WHAT YOU SHOULD DO –
Lay out the part of the listing that opens with the line containing "target: dark jeans" and closes with the line containing "604 308 L 616" as a JSON list of strings, one string per line. Leave out any blank lines.

* begin MATERIAL PROVIDED *

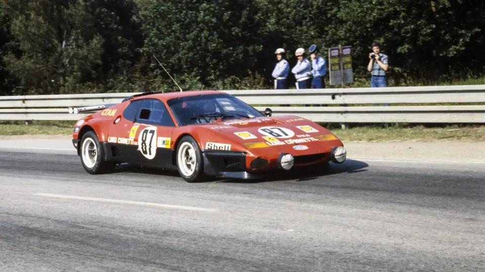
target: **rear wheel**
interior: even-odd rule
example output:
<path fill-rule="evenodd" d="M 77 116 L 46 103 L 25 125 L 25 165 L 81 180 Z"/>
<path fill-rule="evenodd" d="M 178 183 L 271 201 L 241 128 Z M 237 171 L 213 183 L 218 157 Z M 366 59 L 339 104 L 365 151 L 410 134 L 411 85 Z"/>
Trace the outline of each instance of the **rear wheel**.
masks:
<path fill-rule="evenodd" d="M 200 182 L 206 180 L 202 152 L 197 142 L 190 136 L 184 136 L 178 144 L 177 168 L 182 178 L 188 182 Z"/>
<path fill-rule="evenodd" d="M 116 164 L 103 160 L 103 152 L 94 131 L 86 132 L 81 139 L 81 162 L 89 174 L 103 174 L 112 172 Z"/>

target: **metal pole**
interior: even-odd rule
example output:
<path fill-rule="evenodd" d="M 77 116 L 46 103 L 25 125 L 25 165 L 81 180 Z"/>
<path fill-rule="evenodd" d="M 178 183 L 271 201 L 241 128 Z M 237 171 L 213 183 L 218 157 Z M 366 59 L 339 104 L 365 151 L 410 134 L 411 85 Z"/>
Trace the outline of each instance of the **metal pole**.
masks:
<path fill-rule="evenodd" d="M 342 81 L 342 89 L 344 89 L 344 59 L 342 58 L 342 45 L 338 45 L 338 58 L 340 59 L 340 78 Z"/>

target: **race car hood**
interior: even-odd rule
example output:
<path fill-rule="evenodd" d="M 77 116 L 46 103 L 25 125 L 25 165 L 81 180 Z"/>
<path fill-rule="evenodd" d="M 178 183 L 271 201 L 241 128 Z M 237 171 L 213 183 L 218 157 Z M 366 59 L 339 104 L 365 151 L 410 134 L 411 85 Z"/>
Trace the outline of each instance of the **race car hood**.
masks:
<path fill-rule="evenodd" d="M 301 149 L 301 153 L 310 154 L 326 152 L 328 148 L 324 146 L 329 148 L 331 146 L 342 145 L 340 140 L 326 128 L 307 119 L 294 116 L 231 120 L 201 126 L 219 134 L 220 139 L 226 139 L 225 143 L 240 144 L 246 151 L 253 154 L 285 151 L 294 153 L 298 150 L 297 149 Z M 333 143 L 322 145 L 322 142 L 329 141 Z M 297 145 L 303 146 L 294 147 Z"/>
<path fill-rule="evenodd" d="M 295 138 L 293 136 L 304 134 L 330 133 L 326 128 L 310 120 L 293 116 L 232 120 L 211 123 L 202 126 L 238 141 L 241 140 L 261 139 L 262 137 L 273 136 L 277 138 L 285 139 Z M 267 129 L 271 127 L 280 127 L 283 129 L 277 129 L 273 132 Z M 286 129 L 291 131 L 287 131 Z M 256 138 L 246 135 L 244 132 L 253 134 Z M 286 135 L 285 135 L 285 133 Z M 278 134 L 281 134 L 281 136 L 278 137 Z"/>

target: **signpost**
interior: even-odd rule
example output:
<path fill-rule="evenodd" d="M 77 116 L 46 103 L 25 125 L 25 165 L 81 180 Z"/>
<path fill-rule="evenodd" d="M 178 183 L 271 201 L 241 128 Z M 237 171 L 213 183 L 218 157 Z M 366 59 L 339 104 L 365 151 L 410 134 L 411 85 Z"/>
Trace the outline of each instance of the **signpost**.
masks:
<path fill-rule="evenodd" d="M 330 85 L 341 84 L 344 88 L 344 84 L 354 82 L 352 48 L 342 45 L 328 48 Z"/>

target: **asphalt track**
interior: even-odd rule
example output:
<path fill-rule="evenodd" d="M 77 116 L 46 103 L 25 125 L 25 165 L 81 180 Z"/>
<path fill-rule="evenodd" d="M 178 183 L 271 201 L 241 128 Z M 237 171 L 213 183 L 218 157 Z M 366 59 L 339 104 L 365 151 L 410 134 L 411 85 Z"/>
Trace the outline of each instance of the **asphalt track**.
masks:
<path fill-rule="evenodd" d="M 0 271 L 485 271 L 485 165 L 184 182 L 0 151 Z"/>

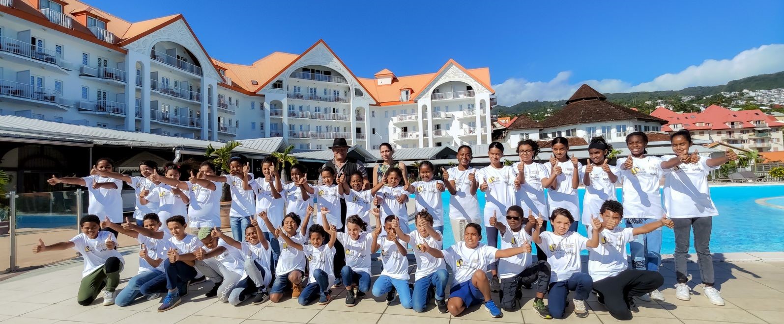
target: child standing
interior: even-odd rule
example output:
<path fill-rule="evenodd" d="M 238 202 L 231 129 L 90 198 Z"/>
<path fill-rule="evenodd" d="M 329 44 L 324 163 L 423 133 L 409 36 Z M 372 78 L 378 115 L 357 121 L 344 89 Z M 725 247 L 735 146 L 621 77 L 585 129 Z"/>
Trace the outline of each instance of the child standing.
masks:
<path fill-rule="evenodd" d="M 76 295 L 77 302 L 82 306 L 93 304 L 103 290 L 103 305 L 114 304 L 114 290 L 120 283 L 120 272 L 125 263 L 122 255 L 116 250 L 114 235 L 100 230 L 98 216 L 89 214 L 82 218 L 79 223 L 82 233 L 70 241 L 45 245 L 38 239 L 38 245 L 33 247 L 33 253 L 75 250 L 82 254 L 85 261 L 82 283 Z"/>
<path fill-rule="evenodd" d="M 441 170 L 444 185 L 452 194 L 449 200 L 449 220 L 455 242 L 463 240 L 466 225 L 479 223 L 479 200 L 477 199 L 477 169 L 469 166 L 474 153 L 471 146 L 461 146 L 457 149 L 457 166 L 449 170 Z"/>
<path fill-rule="evenodd" d="M 541 219 L 536 220 L 542 222 Z M 593 235 L 586 239 L 569 229 L 575 222 L 572 213 L 564 208 L 556 208 L 550 216 L 553 232 L 539 233 L 541 226 L 534 226 L 532 239 L 541 247 L 547 247 L 547 264 L 550 265 L 550 293 L 547 295 L 547 308 L 554 319 L 563 319 L 565 315 L 566 297 L 570 291 L 575 292 L 575 314 L 577 317 L 588 316 L 586 300 L 590 293 L 593 281 L 590 275 L 581 272 L 580 251 L 587 247 L 599 246 L 599 231 L 601 222 L 593 218 Z"/>
<path fill-rule="evenodd" d="M 413 193 L 416 199 L 416 210 L 427 211 L 433 218 L 433 228 L 438 232 L 444 232 L 444 203 L 441 193 L 446 190 L 444 182 L 433 180 L 435 167 L 430 161 L 419 163 L 419 178 L 422 180 L 415 182 L 408 187 L 407 191 Z"/>

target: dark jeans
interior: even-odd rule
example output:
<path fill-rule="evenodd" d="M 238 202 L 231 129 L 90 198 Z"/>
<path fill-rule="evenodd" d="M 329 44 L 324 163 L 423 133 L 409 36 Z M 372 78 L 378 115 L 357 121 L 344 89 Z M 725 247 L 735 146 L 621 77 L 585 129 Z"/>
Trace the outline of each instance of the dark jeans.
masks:
<path fill-rule="evenodd" d="M 540 260 L 532 263 L 522 272 L 511 278 L 501 279 L 501 307 L 504 311 L 514 311 L 517 305 L 517 293 L 520 287 L 525 285 L 536 284 L 536 292 L 545 293 L 550 283 L 550 265 L 547 261 Z"/>
<path fill-rule="evenodd" d="M 163 261 L 163 268 L 166 272 L 166 289 L 177 289 L 180 293 L 183 293 L 188 281 L 196 278 L 196 268 L 181 261 L 172 264 L 167 257 Z"/>
<path fill-rule="evenodd" d="M 713 229 L 713 217 L 695 217 L 691 218 L 672 218 L 675 223 L 675 276 L 678 283 L 688 281 L 686 272 L 686 259 L 688 257 L 689 232 L 694 231 L 694 250 L 697 251 L 697 264 L 699 265 L 699 276 L 702 283 L 713 286 L 713 257 L 710 254 L 710 232 Z"/>
<path fill-rule="evenodd" d="M 558 281 L 550 284 L 550 293 L 547 294 L 547 308 L 554 319 L 563 319 L 566 315 L 566 297 L 570 291 L 575 292 L 575 299 L 585 301 L 588 299 L 593 286 L 590 275 L 583 272 L 572 275 L 568 280 Z"/>
<path fill-rule="evenodd" d="M 604 308 L 616 319 L 632 319 L 629 300 L 659 289 L 664 284 L 664 277 L 648 270 L 626 269 L 618 275 L 593 283 L 593 290 L 604 301 Z"/>

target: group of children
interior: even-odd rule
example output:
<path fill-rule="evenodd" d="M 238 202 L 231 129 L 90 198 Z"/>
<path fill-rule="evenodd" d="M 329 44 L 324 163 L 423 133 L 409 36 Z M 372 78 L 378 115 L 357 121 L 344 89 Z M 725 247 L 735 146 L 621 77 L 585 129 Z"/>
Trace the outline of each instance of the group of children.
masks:
<path fill-rule="evenodd" d="M 503 146 L 493 142 L 490 165 L 478 170 L 470 166 L 471 148 L 463 146 L 458 149 L 457 165 L 441 168 L 442 181 L 434 179 L 434 165 L 423 161 L 420 180 L 409 183 L 404 171 L 389 167 L 367 189 L 361 173 L 336 174 L 329 167 L 320 170 L 323 183 L 311 185 L 304 167 L 294 165 L 292 182 L 284 185 L 277 162 L 270 158 L 262 164 L 263 178 L 254 178 L 247 164 L 232 157 L 227 175 L 216 175 L 214 165 L 205 162 L 198 171 L 190 171 L 187 181 L 180 180 L 179 167 L 173 164 L 159 175 L 154 162 L 144 161 L 140 166 L 142 176 L 129 177 L 112 172 L 112 161 L 104 158 L 89 176 L 49 180 L 53 185 L 88 187 L 90 214 L 81 221 L 82 234 L 53 245 L 39 242 L 34 252 L 74 248 L 82 254 L 85 269 L 78 301 L 85 305 L 101 291 L 104 304 L 120 306 L 164 295 L 158 308 L 164 311 L 181 302 L 190 284 L 206 277 L 214 283 L 207 296 L 234 305 L 252 297 L 253 304 L 279 302 L 289 292 L 301 304 L 317 300 L 325 304 L 333 297 L 332 288 L 345 286 L 349 307 L 370 291 L 376 297 L 386 295 L 389 303 L 399 298 L 402 307 L 418 312 L 432 299 L 441 313 L 457 315 L 482 304 L 498 318 L 503 312 L 491 292 L 499 292 L 501 308 L 512 311 L 525 288 L 535 290 L 532 307 L 545 319 L 564 318 L 567 297 L 574 291 L 577 316 L 588 315 L 585 301 L 593 292 L 615 318 L 630 319 L 637 310 L 633 297 L 664 300 L 658 290 L 663 279 L 657 270 L 661 227 L 666 226 L 674 229 L 676 236 L 676 296 L 689 299 L 685 255 L 693 229 L 705 294 L 723 304 L 713 287 L 708 243 L 711 217 L 717 212 L 706 175 L 737 157 L 731 151 L 710 159 L 690 153 L 688 131 L 673 134 L 671 142 L 674 155 L 646 157 L 647 136 L 631 133 L 626 137 L 630 157 L 619 159 L 615 166 L 609 165 L 612 147 L 601 138 L 591 141 L 585 166 L 568 155 L 564 138 L 551 142 L 550 164 L 534 162 L 539 145 L 525 140 L 517 148 L 521 161 L 506 166 L 501 162 Z M 659 191 L 662 176 L 663 207 Z M 136 222 L 122 219 L 121 182 L 138 195 Z M 615 199 L 619 182 L 622 204 Z M 228 183 L 231 192 L 230 236 L 218 229 L 221 182 Z M 582 213 L 577 196 L 581 183 L 586 187 Z M 442 246 L 441 193 L 447 190 L 456 242 L 452 247 Z M 485 193 L 484 219 L 477 190 Z M 420 211 L 412 229 L 406 208 L 411 194 Z M 588 238 L 577 233 L 578 215 Z M 309 225 L 311 218 L 314 224 Z M 626 226 L 619 226 L 624 220 Z M 480 242 L 480 224 L 488 244 Z M 116 250 L 119 234 L 140 243 L 140 269 L 117 294 L 123 266 Z M 631 247 L 630 268 L 626 243 Z M 416 263 L 413 283 L 409 247 Z M 589 250 L 588 274 L 582 272 L 583 250 Z M 371 286 L 371 257 L 378 252 L 383 270 Z M 448 298 L 448 267 L 454 276 Z"/>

* end MATERIAL PROVIDED *

OUTPUT OF THE TASK –
[
  "target: dark jeans",
  "interior: even-odd rule",
  "example output:",
  "<path fill-rule=\"evenodd\" d=\"M 238 202 L 231 129 L 90 198 Z\"/>",
  "<path fill-rule=\"evenodd\" d=\"M 329 44 L 324 163 L 423 133 L 409 36 Z M 372 78 L 378 115 L 357 121 L 344 89 Z M 725 247 L 735 146 L 621 77 L 585 129 Z\"/>",
  "Trace the outline of each instance of the dark jeans.",
  "masks:",
  "<path fill-rule=\"evenodd\" d=\"M 540 260 L 532 263 L 522 272 L 511 278 L 501 279 L 501 307 L 504 311 L 514 311 L 517 305 L 517 293 L 520 287 L 525 285 L 536 284 L 536 292 L 545 293 L 550 283 L 550 265 L 547 261 Z\"/>",
  "<path fill-rule=\"evenodd\" d=\"M 163 261 L 163 268 L 166 272 L 166 289 L 177 289 L 180 293 L 183 293 L 188 281 L 196 278 L 196 268 L 181 261 L 172 264 L 167 257 Z\"/>",
  "<path fill-rule=\"evenodd\" d=\"M 713 229 L 713 217 L 695 217 L 691 218 L 672 218 L 675 223 L 675 276 L 678 283 L 688 281 L 686 272 L 686 259 L 688 257 L 689 232 L 694 231 L 694 250 L 697 251 L 697 264 L 699 265 L 699 276 L 702 283 L 713 286 L 713 257 L 710 254 L 710 232 Z\"/>",
  "<path fill-rule=\"evenodd\" d=\"M 558 281 L 550 284 L 550 293 L 547 294 L 547 308 L 554 319 L 563 319 L 566 315 L 566 297 L 570 291 L 575 292 L 575 299 L 585 301 L 588 299 L 593 286 L 590 275 L 583 272 L 572 275 L 568 280 Z\"/>",
  "<path fill-rule=\"evenodd\" d=\"M 604 308 L 616 319 L 632 319 L 629 300 L 659 289 L 664 284 L 664 277 L 648 270 L 626 269 L 618 275 L 593 283 L 593 290 L 604 301 Z\"/>"
]